# Texto fornecido:
· · · ·

Ontem tive de novo um sintoma de coisa grave no recto. A Regina
insistiu que era das hemorroidas – que palavra feia, a do sítio do sintoma e a
do que a Regina propõe. Mas todas as palavras são feias para a desgraça e entre
elas logo a da velhice. Tinha prometido uma visita à Gabriela Liansol,
que mora no Banzão, e lá fui com a alma escura e o espírito entaramelado. Mas
lá cumpri como pude. E à noite quando voltei a falar no meu alarme a Regina
teimou que tinha sido no dia anterior. Fiquei gelado. Se mudássemos de assunto?
Faz hoje oito dias que morreu a Greta Garbo. Foi um acontecimento mundial. Era a
morte de um mito do cinema. E o mito nasceu da sua vida misteriosa e sobretudo
de se ter afastado do cinema em plena glória. A renúncia assim para se afastar
«em beleza» excitava imenso o nosso imaginário. Nunca se casara mas tivera
vários amores. Quais? Sabia-se de um ou outro, a começar no John Gilbert, seu parceiro
nos filmes. E com a notícia da sua morte, a TV exibiu um documentário da sua
vida com trechos dos seus principais filmes. Extraordinária coisa. Porque os
trechos dos filmes punham-nos diante do facto real que era o que ela fora como actriz. Os grandes «monstros» do
passado nas artes de que não ficou o registo – grandes cantores, executantes,
actores – passaram à posteridade sem a contraprova da sua actuação para nós vermos
como foi. Mas agora o disco e o filme
deixam-nos a prova real do que foram. E então quase sempre é a decepção sem
remédio. Garbo foi uma grande actriz para o gosto do seu tempo. E o gosto do
seu tempo tem que ver com a totalidade desse tempo e foi em função dele que se
teve uma aferição. Mas esse tempo mudou e com ele o gosto que foi seu. E agora
temos só a manifestação desse gosto numa fracção que lhe pertenceu. Assim a
Garbo surgiu-nos separada do que a englobava e onde fora grandiosa. Mas agora
havia só a sua actuação sem o contexto em que se inserira a sua grandiosidade.

· · · ·

# Itens de um conjunto de dados:
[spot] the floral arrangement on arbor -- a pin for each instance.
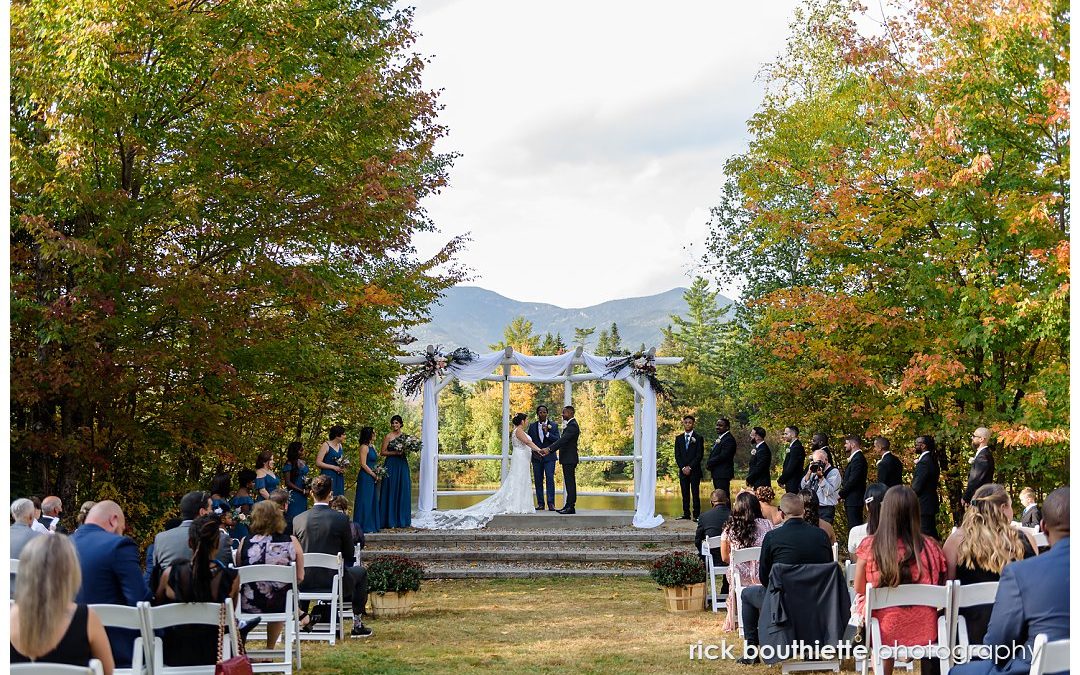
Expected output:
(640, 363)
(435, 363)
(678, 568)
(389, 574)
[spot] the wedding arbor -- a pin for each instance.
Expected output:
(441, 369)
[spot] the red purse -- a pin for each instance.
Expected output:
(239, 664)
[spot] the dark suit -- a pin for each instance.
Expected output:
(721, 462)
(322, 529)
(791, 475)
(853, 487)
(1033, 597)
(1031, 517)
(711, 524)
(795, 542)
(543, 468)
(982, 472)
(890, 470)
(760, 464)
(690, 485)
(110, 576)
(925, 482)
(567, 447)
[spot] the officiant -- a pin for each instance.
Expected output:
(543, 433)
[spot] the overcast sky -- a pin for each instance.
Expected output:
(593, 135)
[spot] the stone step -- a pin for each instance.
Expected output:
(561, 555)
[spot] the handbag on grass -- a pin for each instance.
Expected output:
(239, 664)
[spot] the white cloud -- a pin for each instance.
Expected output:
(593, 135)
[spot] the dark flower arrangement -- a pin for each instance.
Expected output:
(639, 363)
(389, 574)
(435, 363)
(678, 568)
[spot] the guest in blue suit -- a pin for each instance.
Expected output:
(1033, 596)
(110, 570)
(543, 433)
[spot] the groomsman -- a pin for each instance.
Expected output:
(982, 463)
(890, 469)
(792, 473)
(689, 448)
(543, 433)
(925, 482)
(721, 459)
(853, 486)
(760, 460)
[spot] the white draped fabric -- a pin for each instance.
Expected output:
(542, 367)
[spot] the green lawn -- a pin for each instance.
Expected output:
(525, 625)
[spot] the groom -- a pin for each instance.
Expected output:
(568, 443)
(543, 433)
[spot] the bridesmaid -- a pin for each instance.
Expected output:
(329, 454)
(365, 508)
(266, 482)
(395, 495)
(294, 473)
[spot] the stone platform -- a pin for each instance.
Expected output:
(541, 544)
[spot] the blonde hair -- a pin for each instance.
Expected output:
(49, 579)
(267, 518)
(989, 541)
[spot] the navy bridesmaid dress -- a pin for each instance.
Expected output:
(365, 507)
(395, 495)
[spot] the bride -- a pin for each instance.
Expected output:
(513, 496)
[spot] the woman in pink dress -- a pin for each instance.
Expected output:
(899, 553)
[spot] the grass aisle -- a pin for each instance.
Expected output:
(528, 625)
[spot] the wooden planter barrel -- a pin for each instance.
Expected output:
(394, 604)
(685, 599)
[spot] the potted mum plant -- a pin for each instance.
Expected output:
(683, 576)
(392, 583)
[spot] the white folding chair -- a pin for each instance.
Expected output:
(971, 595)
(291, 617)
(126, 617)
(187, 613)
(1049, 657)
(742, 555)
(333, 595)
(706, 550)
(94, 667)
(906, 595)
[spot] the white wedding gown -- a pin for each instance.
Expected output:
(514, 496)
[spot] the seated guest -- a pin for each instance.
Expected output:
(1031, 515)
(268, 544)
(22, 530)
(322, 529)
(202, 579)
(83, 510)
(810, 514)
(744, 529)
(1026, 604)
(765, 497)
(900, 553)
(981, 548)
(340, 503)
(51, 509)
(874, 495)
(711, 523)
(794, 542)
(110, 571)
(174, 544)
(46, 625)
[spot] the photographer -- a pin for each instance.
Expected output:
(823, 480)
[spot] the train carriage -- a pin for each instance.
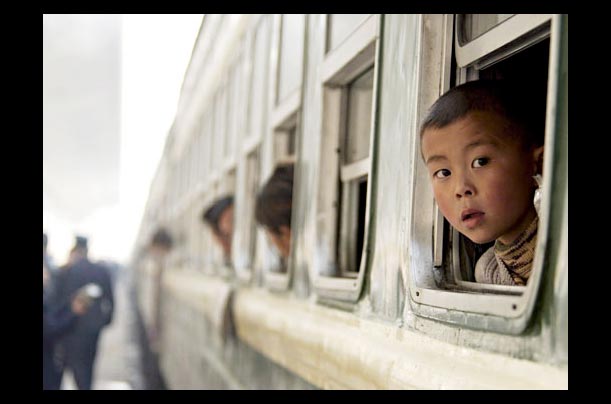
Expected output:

· · · ·

# Atividade:
Transcreva na íntegra o texto fornecido, mantendo cada palavra e cada sinal de pontuação.

# Resposta do exercício:
Ontem tive de novo um sintoma de coisa grave no recto. A Regina
insistiu que era das hemorroidas – que palavra feia, a do sítio do sintoma e a
do que a Regina propõe. Mas todas as palavras são feias para a desgraça e entre
elas logo a da velhice. Tinha prometido uma visita à Gabriela Liansol,
que mora no Banzão, e lá fui com a alma escura e o espírito entaramelado. Mas
lá cumpri como pude. E à noite quando voltei a falar no meu alarme a Regina
teimou que tinha sido no dia anterior. Fiquei gelado. Se mudássemos de assunto?
Faz hoje oito dias que morreu a Greta Garbo. Foi um acontecimento mundial. Era a
morte de um mito do cinema. E o mito nasceu da sua vida misteriosa e sobretudo
de se ter afastado do cinema em plena glória. A renúncia assim para se afastar
«em beleza» excitava imenso o nosso imaginário. Nunca se casara mas tivera
vários amores. Quais? Sabia-se de um ou outro, a começar no John Gilbert, seu parceiro
nos filmes. E com a notícia da sua morte, a TV exibiu um documentário da sua
vida com trechos dos seus principais filmes. Extraordinária coisa. Porque os
trechos dos filmes punham-nos diante do facto real que era o que ela fora como actriz. Os grandes «monstros» do
passado nas artes de que não ficou o registo – grandes cantores, executantes,
actores – passaram à posteridade sem a contraprova da sua actuação para nós vermos
como foi. Mas agora o disco e o filme
deixam-nos a prova real do que foram. E então quase sempre é a decepção sem
remédio. Garbo foi uma grande actriz para o gosto do seu tempo. E o gosto do
seu tempo tem que ver com a totalidade desse tempo e foi em função dele que se
teve uma aferição. Mas esse tempo mudou e com ele o gosto que foi seu. E agora
temos só a manifestação desse gosto numa fracção que lhe pertenceu. Assim a
Garbo surgiu-nos separada do que a englobava e onde fora grandiosa. Mas agora
havia só a sua actuação sem o contexto em que se inserira a sua grandiosidade.